Sandy Hook shooting survivors set to graduate from HS with mixed feelings: ‘A whole chunk of our class missing’
Sandy Hook shooting survivors are set to graduate from Newtown High School on Wednesday with mixed feelings knowing 20 of their slain classmates won’t be walking across the stage with them.
About 60 of the 330 graduating seniors from the Connecticut high school were in Sandy Hook Elementary School when a deranged gunman opened fire on Dec. 14, 2012, killing 20 first graders and another six staffers.
While the victims of one of the worst school shootings in US history will be honored during the ceremony, it hasn’t been revealed how.
“I am definitely going to be feeling a lot of mixed emotions,” said Emma Ehrens, 17, who was one of the 11 children from Classroom 10 to survive the attack.
“I’m super excited to be, like, done with high school and moving on to the next chapter of my life. But I’m also so … mournful, I guess, to have to be walking across that stage alone. … I like to think that they’ll be there with us and walking across that stage with us.”
Ehrens was one of five students who talked to the Associated Press about the big day ahead and the emotional burden associated with it.
Lilly Wasilnak, 17, said she thinks everyone is “super excited” for graduation.
“But I think we can’t forget … that there is a whole chunk of our class missing,” said Wasilnak, who was in a classroom down the hall from the gunfire.
“And so going into graduation, we all have very mixed emotions — trying to be excited for ourselves and this accomplishment that we’ve worked so hard for, but also those who aren’t able to share it with us, who should have been able to.”
Another student, Grace Fischer, acknowledged graduating students from Sandy Hook didn’t have a typical school experience.
“As much as we’ve tried to have that normal, like, childhood and normal high school experience, it wasn’t totally normal,” Fischer, 18, said.
“But even though we are missing … such a big chunk of our class, like Lilly said, we are still graduating. … We want to be those regular teenagers who walk across the stage that day and feel that, like, celebratory feeling in ourselves, knowing that we’ve come this far.”
Students hope moving onto the next chapters of their lives give them an opportunity for a fresh start.
“In Sandy Hook, what happened is always kind of looming over us,” said Matt Holden, 17, who was in a classroom down the hall from the shooting.
“I think leaving and being able to make new memories and meet new people, even if we’ll be more isolated away from people who have stories like us, we’ll be more free to kind of write our own story. … And kind of, you know, not let this one event that happened because we were very young define our lifetimes.”
“For me, I feel like it’s definitely going to get better and be able to break free of that system and just be able to become my own person rather than, again, the Sandy Hook kid,” Ehrens added.
The students have been involved in the Junior Newtown Action Alliance and in anti-gun violence efforts in a bid to prevent other tragic mass shootings.
Ella Seaver, 18, said she plans on studying psychology in college to become a therapist to give back to others.
“Putting my voice out there and working with all of these amazing people to try and create change really puts a meaning to the trauma that we all were forced to experience,” Seaver said.
“It’s a way to feel like you’re doing something. Because we are. We’re fighting for change and we’re really not going to stop until we get it.”

————

### WHAT YOU ARE ASKED TO DO:
Return the text of the article on the Sandy Hook graduates verbatim, starting at "The students have" and ending at "tragic mass shootings.". The listing that follows comes from a separate source unrelated to the article on the Sandy Hook graduates.

### GIVEN MATERIAL:
————

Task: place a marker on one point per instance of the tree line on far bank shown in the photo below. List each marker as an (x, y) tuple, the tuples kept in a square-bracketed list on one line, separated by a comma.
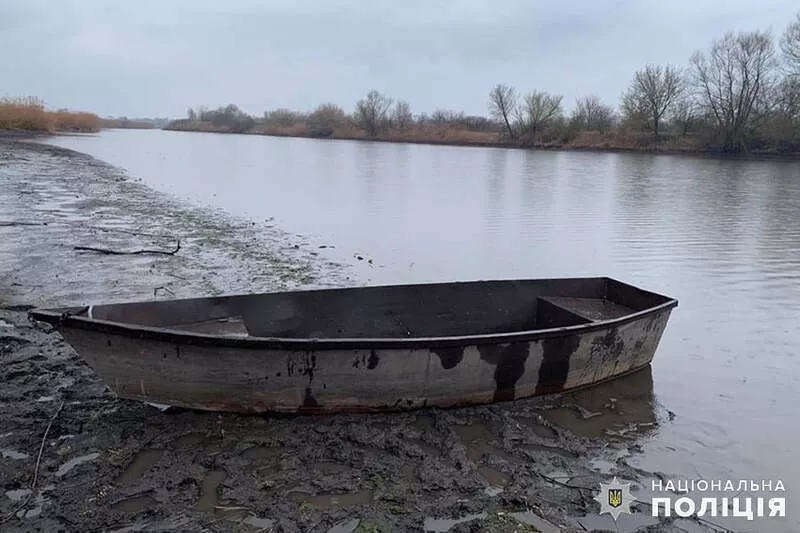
[(741, 94)]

————

### RESPONSE:
The students have been involved in the Junior Newtown Action Alliance and in anti-gun violence efforts in a bid to prevent other tragic mass shootings.